● 任务 1
请列出下面文档摘录中出现的全部函数名，每行写一个。
● 任务 2
根据下面的文档摘录，分别回答以下问题：
(a) 这个实现依靠的是 pytorch 的什么功能？
(b) 在 function_mm 中，dimBlock 被设为多少？
(c) Tile_size 被定义为多少？
● 任务 3
请从下面的文档摘录中原样引用一段文字，从“int Col = blockDim.x*blockIdx.x”开始，一直到“to Shared Memory)”为止。

● 文档摘录

根据c++高性能多进程 cuda编程:GPU结构和通信速度+tiling的分析,依靠pytorch的JIT进行了实现,所以在安装pytorch的环境中,直接执行test.py就能直接运行。
- 代码结构如下,地址
mm.h
void function_mm(float *c,
const float *a,
const float *b,
int n);
void function_mm_tiled(float *c,
const float *a,
const float *b,
int n);
mm_kernel.cu
__global__ void matrixMul(float* c,
const float* a,
const float* b,
int n) {// C_gpu,A_gpu,B_gpu,K
float accu = 0;
int i = blockIdx.y * blockDim.y + threadIdx.y; // Row i of matrix C
int j = blockIdx.x * blockDim.x + threadIdx.x; // Column j of matrix C
for (int k=0; k < n; k++) {
accu = accu+ a[i*32+k] *b[k*32+j];// accu+ a[i,k] *b[k,j];warning: #174-D: expression has no effect
}
c[i*32+j] = accu;
}
void function_mm(float* c,
const float* a,
const float* b,
int n) {
dim3 dimBlock(16, 16);
dim3 dimGrid(32/dimBlock.x, 32/dimBlock.y);
matrixMul<<<dimGrid, dimBlock>>>(c, a, b,n);
}
#define Tile_size 16 // https://github.com/yogesh-desai/TiledMatrixMultiplicationInCUDA/blob/master/Tiled_Mat_Mult.cu
__global__ void matrixMultiplyShared(const float * A, const float * B, float * C,
int numARows, int numAColumns,
int numBRows, int numBColumns,
int numCRows, int numCColumns)
{
__shared__ float sA[Tile_size][Tile_size]; // Tile size to store elements in shared memory
__shared__ float sB[Tile_size][Tile_size];
int Row = blockDim.y*blockIdx.y + threadIdx.y; //To generate ids of threads.
int Col = blockDim.x*blockIdx.x + threadIdx.x;
float Cvalue = 0.0;
sA[threadIdx.y][threadIdx.x] = 0.0;
sB[threadIdx.y][threadIdx.x] = 0.0;
for (int k = 0; k < (((numAColumns - 1)/ Tile_size) + 1); k++)
{
if ( (Row < numARows) && (threadIdx.x + (k*Tile_size)) < numAColumns)//Copy Data to Tile from Matrix (Global Memory to Shared Memory)

● 提取的数据
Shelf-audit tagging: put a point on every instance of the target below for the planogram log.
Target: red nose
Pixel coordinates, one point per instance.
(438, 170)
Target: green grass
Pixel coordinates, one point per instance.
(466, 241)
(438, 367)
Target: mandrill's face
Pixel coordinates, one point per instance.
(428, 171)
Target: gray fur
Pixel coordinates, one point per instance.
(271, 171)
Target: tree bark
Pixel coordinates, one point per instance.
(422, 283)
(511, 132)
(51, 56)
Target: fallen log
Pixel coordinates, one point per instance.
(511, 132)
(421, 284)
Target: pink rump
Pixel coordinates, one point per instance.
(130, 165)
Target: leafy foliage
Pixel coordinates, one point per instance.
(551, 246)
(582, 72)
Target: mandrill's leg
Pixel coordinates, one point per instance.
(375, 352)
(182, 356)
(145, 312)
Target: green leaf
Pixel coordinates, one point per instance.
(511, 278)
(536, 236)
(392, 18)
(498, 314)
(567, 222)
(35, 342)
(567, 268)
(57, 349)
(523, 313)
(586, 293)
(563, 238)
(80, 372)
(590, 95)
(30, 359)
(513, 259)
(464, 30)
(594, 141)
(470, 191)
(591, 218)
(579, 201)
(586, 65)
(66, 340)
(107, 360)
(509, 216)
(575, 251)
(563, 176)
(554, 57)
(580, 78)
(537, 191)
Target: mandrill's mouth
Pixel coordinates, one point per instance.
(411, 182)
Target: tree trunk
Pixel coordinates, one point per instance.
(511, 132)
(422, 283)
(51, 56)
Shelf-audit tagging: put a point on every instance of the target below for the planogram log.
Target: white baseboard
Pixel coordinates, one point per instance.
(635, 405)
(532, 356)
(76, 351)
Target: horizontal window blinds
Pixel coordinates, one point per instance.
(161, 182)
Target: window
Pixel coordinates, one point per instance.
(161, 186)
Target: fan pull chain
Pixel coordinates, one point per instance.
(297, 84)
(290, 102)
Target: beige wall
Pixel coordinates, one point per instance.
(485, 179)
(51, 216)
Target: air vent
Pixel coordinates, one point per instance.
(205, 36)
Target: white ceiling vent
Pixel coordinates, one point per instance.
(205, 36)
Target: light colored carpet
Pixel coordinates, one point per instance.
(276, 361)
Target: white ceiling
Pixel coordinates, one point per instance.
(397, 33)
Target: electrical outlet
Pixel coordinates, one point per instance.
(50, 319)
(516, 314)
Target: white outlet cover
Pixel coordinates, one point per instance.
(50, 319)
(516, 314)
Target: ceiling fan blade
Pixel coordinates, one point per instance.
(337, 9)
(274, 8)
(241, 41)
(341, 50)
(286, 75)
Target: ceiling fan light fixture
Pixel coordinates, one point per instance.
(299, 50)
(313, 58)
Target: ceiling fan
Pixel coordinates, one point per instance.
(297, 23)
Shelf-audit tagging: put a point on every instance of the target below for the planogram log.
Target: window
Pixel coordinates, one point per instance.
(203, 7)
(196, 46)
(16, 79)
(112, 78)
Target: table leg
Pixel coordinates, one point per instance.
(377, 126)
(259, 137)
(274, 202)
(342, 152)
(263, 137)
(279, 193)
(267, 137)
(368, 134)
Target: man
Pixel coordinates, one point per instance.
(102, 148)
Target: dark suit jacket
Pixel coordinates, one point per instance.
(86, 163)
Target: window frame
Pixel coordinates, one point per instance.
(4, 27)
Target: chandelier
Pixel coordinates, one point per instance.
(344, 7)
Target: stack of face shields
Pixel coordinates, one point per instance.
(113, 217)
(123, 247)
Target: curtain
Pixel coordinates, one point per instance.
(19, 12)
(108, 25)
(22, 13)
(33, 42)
* * *
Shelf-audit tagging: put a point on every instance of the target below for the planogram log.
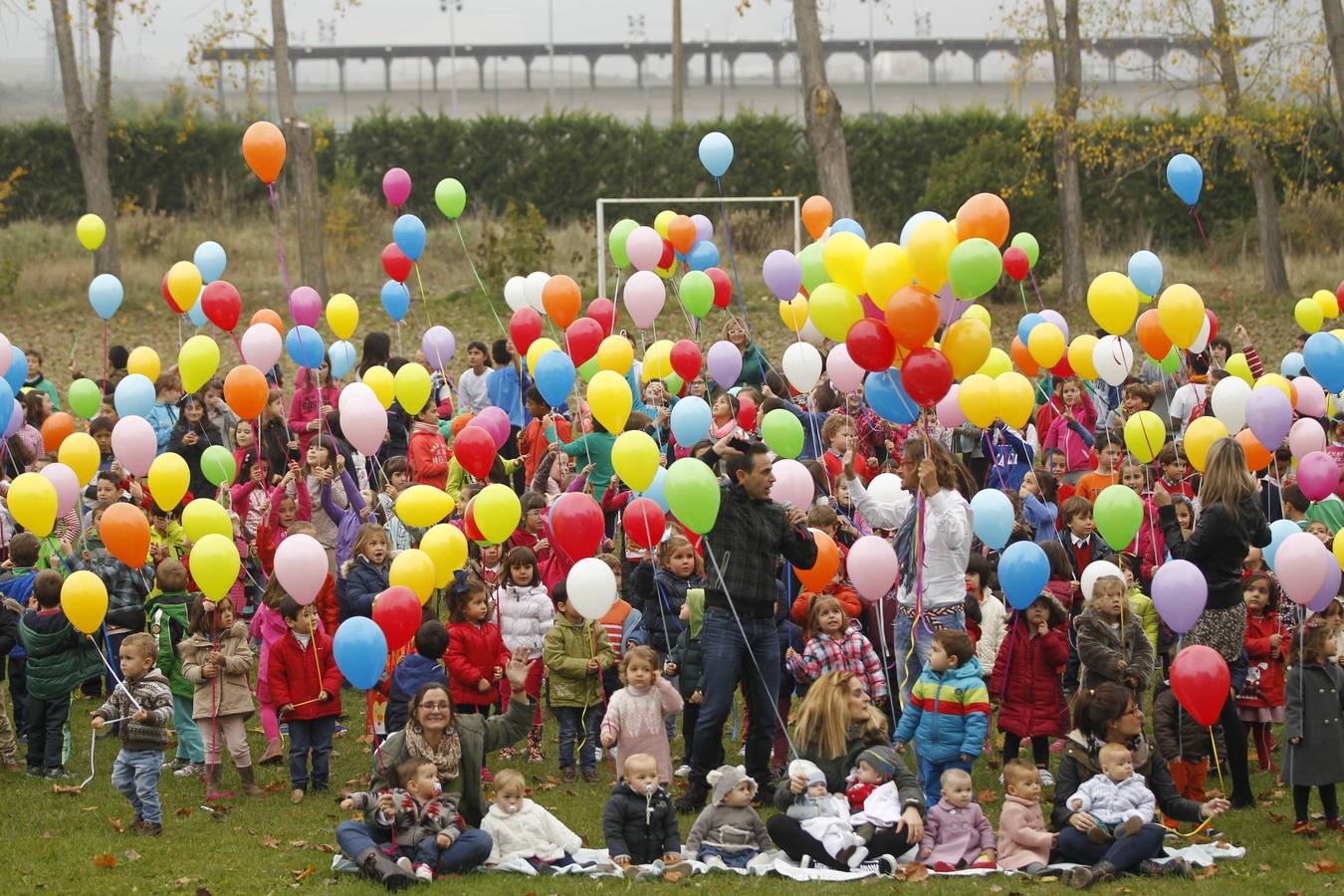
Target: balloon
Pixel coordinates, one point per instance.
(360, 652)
* * *
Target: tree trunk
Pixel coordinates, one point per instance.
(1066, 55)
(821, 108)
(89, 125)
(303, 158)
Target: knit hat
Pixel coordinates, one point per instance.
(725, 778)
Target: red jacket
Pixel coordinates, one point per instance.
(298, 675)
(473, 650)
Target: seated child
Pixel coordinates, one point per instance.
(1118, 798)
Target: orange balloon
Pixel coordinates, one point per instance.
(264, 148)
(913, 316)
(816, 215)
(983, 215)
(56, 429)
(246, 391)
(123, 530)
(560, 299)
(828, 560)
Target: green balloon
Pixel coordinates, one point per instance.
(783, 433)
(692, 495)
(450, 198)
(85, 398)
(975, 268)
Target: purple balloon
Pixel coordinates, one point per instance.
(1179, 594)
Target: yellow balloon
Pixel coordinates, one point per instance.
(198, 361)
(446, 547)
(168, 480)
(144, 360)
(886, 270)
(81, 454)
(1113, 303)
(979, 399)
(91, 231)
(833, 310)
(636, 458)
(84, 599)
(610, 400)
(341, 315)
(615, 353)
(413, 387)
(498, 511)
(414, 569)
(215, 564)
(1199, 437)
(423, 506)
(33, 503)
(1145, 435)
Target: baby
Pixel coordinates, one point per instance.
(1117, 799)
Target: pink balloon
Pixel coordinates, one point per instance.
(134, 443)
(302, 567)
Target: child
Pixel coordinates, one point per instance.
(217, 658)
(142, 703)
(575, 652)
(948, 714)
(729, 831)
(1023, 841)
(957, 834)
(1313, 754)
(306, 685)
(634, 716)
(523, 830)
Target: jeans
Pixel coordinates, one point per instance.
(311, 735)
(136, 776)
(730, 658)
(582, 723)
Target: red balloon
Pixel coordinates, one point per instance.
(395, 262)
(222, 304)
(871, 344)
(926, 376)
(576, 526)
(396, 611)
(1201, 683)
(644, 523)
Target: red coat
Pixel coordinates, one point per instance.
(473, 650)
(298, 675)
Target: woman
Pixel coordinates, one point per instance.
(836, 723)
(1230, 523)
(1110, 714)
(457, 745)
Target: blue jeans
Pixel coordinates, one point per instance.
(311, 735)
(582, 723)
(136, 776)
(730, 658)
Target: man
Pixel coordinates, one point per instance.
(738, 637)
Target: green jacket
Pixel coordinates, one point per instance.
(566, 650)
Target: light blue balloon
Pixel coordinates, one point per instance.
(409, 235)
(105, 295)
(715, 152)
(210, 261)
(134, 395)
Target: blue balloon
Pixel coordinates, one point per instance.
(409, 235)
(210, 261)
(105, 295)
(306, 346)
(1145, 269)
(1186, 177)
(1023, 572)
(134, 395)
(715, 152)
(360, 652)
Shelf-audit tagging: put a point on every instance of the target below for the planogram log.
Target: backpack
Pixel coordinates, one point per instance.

● 任务输出 1
function_mm
function_mm_tiled
matrixMul
matrixMultiplyShared

● 任务输出 2
(a) 依靠 pytorch 的 JIT。
(b) dimBlock 被设为 (16, 16)。
(c) Tile_size 被定义为 16。

● 任务输出 3
int Col = blockDim.x*blockIdx.x + threadIdx.x;
float Cvalue = 0.0;
sA[threadIdx.y][threadIdx.x] = 0.0;
sB[threadIdx.y][threadIdx.x] = 0.0;
for (int k = 0; k < (((numAColumns - 1)/ Tile_size) + 1); k++)
{
if ( (Row < numARows) && (threadIdx.x + (k*Tile_size)) < numAColumns)//Copy Data to Tile from Matrix (Global Memory to Shared Memory)